— START Data for this task —

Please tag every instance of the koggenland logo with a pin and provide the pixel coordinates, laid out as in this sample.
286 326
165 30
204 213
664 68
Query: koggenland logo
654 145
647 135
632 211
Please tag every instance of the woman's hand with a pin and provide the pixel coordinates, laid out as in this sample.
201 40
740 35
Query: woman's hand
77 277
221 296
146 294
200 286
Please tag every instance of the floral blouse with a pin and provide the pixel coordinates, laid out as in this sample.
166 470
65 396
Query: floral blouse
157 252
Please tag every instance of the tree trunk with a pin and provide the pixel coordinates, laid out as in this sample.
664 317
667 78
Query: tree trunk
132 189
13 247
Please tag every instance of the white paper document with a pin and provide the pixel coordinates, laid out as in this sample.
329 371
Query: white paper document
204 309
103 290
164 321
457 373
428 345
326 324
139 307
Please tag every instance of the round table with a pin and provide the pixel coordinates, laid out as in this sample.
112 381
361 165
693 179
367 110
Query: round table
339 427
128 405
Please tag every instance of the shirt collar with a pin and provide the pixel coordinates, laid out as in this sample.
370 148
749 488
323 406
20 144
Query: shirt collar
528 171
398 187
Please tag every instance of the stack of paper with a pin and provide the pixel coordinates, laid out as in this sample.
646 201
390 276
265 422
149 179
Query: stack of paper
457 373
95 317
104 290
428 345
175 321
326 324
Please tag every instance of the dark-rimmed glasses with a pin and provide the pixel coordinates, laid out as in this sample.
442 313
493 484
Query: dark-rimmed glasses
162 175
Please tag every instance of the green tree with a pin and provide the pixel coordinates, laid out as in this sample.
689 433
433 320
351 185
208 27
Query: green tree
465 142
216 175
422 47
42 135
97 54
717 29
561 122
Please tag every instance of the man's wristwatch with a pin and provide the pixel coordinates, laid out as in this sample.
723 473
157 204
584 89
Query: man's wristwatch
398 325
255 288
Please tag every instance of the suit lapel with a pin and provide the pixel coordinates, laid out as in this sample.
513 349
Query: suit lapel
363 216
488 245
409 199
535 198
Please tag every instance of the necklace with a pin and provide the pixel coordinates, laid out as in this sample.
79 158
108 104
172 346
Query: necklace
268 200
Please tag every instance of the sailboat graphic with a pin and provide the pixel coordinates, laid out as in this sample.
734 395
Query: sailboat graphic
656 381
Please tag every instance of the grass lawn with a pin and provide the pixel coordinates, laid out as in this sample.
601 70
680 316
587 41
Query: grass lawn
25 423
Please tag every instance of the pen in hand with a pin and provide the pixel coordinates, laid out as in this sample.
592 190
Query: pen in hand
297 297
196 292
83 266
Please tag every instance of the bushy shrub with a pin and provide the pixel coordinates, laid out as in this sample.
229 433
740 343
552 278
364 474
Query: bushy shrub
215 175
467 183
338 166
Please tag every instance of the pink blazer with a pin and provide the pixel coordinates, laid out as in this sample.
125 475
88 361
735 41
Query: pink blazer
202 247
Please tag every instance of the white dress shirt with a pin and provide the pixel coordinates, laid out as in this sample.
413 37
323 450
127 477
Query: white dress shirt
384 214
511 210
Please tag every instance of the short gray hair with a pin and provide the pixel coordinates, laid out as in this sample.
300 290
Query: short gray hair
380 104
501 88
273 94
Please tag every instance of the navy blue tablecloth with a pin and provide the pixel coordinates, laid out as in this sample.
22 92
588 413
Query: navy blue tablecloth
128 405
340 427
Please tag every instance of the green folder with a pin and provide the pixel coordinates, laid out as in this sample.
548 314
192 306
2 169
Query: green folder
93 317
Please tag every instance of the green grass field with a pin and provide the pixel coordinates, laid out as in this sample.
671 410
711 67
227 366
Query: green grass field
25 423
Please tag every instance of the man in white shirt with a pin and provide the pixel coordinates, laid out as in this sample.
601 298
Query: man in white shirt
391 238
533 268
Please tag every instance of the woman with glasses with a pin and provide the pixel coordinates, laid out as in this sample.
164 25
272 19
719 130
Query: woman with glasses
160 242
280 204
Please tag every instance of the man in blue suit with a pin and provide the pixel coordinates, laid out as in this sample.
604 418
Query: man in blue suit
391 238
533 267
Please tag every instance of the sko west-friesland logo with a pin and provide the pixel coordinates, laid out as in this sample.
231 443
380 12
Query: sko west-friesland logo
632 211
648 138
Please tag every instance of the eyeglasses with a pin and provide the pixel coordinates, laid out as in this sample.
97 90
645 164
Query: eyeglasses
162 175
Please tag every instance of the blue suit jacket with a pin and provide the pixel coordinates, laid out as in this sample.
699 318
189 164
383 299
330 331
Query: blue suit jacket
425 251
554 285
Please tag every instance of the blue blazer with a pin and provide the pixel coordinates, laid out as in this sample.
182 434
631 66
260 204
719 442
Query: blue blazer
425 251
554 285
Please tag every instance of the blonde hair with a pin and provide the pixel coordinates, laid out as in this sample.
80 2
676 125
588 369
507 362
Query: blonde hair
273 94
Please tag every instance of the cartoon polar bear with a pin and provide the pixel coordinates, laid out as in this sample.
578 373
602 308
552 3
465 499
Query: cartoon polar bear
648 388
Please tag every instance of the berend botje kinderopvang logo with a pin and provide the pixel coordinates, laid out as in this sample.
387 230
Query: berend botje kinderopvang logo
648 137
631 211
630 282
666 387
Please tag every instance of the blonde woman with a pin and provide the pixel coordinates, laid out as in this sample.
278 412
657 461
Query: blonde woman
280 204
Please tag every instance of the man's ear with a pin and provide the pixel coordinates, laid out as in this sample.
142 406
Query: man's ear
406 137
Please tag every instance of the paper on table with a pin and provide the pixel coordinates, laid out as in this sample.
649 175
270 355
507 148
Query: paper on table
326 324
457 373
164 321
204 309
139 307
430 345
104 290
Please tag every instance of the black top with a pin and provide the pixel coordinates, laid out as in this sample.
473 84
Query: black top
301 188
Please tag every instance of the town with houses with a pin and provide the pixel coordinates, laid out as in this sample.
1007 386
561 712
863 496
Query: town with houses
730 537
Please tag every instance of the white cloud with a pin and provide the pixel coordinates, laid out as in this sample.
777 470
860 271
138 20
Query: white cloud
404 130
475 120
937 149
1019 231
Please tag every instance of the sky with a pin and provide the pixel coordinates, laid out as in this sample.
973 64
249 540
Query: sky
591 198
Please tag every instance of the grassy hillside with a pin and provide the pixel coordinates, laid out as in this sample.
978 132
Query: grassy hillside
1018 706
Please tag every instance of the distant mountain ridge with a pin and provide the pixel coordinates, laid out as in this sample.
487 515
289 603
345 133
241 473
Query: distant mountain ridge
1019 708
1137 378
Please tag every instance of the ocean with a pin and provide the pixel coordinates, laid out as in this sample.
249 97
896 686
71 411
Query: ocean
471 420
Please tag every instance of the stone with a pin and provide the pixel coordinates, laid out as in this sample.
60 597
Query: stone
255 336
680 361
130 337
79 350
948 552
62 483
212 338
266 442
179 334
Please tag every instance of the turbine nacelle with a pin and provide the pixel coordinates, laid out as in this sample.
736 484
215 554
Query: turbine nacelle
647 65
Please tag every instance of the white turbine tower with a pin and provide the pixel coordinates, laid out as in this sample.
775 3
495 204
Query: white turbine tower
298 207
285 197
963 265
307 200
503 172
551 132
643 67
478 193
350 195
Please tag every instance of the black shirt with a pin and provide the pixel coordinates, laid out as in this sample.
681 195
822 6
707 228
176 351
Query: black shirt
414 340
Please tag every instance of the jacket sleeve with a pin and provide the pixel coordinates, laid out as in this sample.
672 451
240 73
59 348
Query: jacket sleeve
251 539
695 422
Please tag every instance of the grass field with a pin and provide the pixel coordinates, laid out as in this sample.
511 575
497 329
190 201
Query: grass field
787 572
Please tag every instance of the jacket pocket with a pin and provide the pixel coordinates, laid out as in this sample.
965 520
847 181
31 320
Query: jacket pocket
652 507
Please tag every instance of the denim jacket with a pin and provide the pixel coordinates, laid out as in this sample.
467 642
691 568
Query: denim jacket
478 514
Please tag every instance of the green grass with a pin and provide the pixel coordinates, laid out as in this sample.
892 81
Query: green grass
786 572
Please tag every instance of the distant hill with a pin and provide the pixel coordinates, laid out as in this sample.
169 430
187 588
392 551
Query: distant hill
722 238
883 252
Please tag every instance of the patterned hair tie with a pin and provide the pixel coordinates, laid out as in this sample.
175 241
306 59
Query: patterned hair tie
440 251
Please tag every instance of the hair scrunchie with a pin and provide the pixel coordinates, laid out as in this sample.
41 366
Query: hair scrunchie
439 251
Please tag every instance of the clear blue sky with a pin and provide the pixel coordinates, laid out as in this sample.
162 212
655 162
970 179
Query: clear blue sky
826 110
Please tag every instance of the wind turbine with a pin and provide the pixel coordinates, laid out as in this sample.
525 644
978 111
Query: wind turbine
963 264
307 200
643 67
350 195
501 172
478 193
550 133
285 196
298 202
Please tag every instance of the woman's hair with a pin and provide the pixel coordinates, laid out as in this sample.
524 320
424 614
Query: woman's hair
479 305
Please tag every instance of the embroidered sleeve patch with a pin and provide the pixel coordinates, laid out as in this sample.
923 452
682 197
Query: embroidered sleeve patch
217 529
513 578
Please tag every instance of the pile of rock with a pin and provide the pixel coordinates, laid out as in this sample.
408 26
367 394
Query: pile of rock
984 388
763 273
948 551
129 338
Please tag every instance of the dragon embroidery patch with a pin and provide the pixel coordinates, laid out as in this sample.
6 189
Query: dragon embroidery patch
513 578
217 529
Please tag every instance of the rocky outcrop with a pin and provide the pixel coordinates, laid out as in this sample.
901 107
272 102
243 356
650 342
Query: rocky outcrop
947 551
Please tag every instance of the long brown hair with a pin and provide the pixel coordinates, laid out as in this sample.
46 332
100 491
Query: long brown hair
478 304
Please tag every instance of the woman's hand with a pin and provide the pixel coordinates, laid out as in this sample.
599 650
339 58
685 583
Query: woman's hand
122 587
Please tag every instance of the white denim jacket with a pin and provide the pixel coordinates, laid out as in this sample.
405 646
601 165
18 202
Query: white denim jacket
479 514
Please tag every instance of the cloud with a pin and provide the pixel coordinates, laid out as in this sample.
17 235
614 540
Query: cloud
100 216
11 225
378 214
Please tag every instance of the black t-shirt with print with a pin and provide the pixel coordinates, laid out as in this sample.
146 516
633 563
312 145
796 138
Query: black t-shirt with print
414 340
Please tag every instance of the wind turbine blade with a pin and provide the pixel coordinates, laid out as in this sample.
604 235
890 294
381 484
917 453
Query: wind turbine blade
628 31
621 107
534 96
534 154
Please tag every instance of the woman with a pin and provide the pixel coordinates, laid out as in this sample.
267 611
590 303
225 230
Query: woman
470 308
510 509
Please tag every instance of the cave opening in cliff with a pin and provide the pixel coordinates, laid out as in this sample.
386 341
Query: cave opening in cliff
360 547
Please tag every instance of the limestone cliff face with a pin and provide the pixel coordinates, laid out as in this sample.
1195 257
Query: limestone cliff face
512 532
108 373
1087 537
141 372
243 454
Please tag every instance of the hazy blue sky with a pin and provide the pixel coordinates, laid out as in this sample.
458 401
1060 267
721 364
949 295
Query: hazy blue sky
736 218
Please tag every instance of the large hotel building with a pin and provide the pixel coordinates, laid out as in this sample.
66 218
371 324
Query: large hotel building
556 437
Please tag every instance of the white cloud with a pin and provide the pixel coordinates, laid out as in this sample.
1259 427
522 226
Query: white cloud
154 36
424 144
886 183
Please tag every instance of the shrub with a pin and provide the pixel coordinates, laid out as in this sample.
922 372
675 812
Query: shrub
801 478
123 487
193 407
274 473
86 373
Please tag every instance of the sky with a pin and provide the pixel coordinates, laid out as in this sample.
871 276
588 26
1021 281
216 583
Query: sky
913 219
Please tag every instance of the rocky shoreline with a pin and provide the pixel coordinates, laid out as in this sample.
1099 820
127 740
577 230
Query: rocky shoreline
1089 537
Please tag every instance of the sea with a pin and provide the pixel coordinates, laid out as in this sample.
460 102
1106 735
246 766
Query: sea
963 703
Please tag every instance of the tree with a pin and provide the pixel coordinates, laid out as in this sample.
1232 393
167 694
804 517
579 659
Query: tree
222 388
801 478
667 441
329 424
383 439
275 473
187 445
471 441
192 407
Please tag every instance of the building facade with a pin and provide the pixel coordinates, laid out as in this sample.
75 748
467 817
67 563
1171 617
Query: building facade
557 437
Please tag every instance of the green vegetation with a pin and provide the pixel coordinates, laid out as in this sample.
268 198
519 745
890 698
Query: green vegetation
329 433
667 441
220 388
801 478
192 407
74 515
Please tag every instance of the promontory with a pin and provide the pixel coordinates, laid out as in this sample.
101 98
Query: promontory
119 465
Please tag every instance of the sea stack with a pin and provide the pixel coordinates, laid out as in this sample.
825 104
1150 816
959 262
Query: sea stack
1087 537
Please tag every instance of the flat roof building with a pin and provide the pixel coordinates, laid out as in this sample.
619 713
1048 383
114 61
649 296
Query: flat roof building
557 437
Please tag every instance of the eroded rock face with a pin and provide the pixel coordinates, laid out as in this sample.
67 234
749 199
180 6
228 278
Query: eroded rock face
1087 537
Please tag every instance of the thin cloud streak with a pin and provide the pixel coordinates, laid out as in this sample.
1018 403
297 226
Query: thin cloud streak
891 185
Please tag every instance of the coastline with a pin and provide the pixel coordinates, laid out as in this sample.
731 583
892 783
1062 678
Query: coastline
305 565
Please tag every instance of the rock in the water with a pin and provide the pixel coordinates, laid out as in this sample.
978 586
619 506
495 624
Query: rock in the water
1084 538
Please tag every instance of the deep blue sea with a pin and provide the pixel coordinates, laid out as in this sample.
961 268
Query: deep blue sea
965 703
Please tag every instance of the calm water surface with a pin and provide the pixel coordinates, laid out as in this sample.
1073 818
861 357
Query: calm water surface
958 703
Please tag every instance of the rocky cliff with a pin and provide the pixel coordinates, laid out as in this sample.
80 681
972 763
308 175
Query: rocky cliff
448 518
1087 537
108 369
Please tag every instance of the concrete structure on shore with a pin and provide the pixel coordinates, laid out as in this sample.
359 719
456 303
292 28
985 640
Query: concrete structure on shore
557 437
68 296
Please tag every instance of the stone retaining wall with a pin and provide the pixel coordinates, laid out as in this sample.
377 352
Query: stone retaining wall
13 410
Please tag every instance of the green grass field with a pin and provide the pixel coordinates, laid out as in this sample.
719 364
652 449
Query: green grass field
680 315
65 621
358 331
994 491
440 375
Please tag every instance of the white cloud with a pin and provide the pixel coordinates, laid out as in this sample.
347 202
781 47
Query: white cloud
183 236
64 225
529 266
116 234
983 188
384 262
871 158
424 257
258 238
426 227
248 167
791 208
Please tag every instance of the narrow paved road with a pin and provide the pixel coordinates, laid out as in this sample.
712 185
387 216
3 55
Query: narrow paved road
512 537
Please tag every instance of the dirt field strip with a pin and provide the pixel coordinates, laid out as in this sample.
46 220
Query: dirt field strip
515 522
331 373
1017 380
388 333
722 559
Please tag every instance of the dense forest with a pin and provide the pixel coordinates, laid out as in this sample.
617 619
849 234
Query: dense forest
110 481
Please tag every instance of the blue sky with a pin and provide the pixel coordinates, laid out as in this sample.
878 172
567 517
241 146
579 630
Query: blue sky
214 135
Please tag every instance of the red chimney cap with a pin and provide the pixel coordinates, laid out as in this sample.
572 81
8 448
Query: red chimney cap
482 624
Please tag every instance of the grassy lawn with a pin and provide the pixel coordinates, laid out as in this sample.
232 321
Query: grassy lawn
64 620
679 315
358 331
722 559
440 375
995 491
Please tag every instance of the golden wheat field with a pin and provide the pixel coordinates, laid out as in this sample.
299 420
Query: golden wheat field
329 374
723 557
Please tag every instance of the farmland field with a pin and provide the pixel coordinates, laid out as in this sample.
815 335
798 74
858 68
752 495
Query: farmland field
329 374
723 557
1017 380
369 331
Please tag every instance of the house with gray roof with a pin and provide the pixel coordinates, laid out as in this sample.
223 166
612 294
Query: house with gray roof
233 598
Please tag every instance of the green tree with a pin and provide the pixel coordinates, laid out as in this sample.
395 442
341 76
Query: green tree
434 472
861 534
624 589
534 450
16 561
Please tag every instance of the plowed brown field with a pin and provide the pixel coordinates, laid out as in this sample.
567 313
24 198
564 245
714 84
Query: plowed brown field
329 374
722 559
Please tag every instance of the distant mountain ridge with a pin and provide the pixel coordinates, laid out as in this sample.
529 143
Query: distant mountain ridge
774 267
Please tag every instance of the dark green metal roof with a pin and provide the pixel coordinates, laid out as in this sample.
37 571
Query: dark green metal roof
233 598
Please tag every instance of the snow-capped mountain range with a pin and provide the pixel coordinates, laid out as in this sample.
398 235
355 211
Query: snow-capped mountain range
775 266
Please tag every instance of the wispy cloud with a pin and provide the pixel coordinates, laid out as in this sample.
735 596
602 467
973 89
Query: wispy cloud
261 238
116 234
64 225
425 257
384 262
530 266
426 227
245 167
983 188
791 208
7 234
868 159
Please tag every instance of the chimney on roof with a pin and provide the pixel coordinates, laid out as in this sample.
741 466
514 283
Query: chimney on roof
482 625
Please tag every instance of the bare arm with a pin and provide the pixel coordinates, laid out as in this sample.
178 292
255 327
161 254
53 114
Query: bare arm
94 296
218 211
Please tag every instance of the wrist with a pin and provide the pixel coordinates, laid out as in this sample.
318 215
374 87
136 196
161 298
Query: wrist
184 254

— END Data for this task —

What needs to be done: Set down only these lines, exactly: the line containing "Please tag every instance of the chimney" and each line after it, through the end of the listing.

Full output:
Please tag every instance of the chimney on roof with a pin and provide the pixel coordinates, laid out as in this sample.
741 466
514 283
Query: chimney on roof
482 625
Please tag every instance of the bare arm with a pin and provide the pixel coordinates, laid out as in this sample.
178 292
255 327
161 254
53 114
Query: bare arm
94 296
218 211
Please tag every instance of the wrist with a pin and provide the pixel coordinates, laid out as in this sample.
318 215
374 87
136 196
161 298
Query: wrist
184 254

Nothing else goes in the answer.